» **Required work**
An exact, word-for-word copy of the entries is required, beginning at the line that contains "Where can you spot the ceiling fan light" and ending at the last line, both included.

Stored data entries
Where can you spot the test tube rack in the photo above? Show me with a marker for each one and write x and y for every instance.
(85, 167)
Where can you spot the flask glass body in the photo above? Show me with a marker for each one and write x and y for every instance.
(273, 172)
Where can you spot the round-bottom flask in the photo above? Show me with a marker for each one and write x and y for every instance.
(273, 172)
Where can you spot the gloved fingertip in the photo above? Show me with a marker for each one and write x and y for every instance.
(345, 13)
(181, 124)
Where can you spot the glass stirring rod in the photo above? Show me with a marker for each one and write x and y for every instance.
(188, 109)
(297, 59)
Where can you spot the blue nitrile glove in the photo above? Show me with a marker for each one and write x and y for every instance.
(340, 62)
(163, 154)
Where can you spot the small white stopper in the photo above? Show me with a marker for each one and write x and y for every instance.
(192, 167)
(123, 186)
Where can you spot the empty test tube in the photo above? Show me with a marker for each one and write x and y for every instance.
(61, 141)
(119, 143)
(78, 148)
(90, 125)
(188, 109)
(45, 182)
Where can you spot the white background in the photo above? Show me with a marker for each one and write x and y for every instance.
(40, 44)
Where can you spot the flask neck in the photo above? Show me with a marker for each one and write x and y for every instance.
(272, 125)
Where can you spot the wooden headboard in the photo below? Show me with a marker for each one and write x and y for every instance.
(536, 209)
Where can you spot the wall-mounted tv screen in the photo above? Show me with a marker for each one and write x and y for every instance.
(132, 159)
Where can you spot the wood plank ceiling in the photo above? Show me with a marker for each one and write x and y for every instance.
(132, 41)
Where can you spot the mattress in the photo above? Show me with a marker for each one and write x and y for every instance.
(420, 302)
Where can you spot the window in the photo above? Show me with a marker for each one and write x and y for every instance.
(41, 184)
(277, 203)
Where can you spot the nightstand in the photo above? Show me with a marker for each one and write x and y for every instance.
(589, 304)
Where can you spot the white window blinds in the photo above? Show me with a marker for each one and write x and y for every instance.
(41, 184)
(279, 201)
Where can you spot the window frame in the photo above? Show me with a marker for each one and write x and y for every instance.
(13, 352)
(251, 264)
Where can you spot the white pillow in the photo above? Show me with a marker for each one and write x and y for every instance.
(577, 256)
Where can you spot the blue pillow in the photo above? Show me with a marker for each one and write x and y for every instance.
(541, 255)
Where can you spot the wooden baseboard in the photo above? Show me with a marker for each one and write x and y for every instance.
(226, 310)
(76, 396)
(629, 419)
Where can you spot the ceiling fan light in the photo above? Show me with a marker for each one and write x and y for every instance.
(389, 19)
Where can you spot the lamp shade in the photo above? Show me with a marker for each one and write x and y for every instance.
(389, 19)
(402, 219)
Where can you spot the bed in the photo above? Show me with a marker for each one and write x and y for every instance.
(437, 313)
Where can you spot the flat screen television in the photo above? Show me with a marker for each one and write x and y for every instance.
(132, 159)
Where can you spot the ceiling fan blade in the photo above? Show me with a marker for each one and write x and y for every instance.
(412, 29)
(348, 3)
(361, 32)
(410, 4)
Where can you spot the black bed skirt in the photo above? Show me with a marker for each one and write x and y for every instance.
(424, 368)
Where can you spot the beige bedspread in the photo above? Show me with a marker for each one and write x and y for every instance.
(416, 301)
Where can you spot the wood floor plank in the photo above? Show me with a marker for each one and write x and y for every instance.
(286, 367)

» **Answer to this task**
Where can you spot the ceiling fan light in the photo above? Show me with a marker for each one and write x and y for every instance.
(389, 19)
Where can you spot the lamp shade in the photo above? Show me with a marker for each one and write x and y for every instance.
(389, 19)
(402, 219)
Where can you spot the bed in the photo above? Show me with a marker for each one and write x and y for every instance.
(437, 313)
Where can you spot the flat screen television in the photo above? Show me with a marker for each one and write x and y for every instance.
(132, 159)
Where can you spot the ceiling fan blade in the photo above? Show me with a marker for each one and write x and y for every instance.
(412, 29)
(348, 3)
(361, 32)
(410, 4)
Where can you spot the black bed skirt in the photo above? Show me with a marker for each one and write x and y for every instance.
(424, 368)
Where can you spot the beige bedspread in the photo above? Show me with a marker for each one and write x and y for every instance.
(416, 301)
Where can you spot the wood floor plank in the photo above? Show me with a marker for each one and write x and y for every instance.
(286, 367)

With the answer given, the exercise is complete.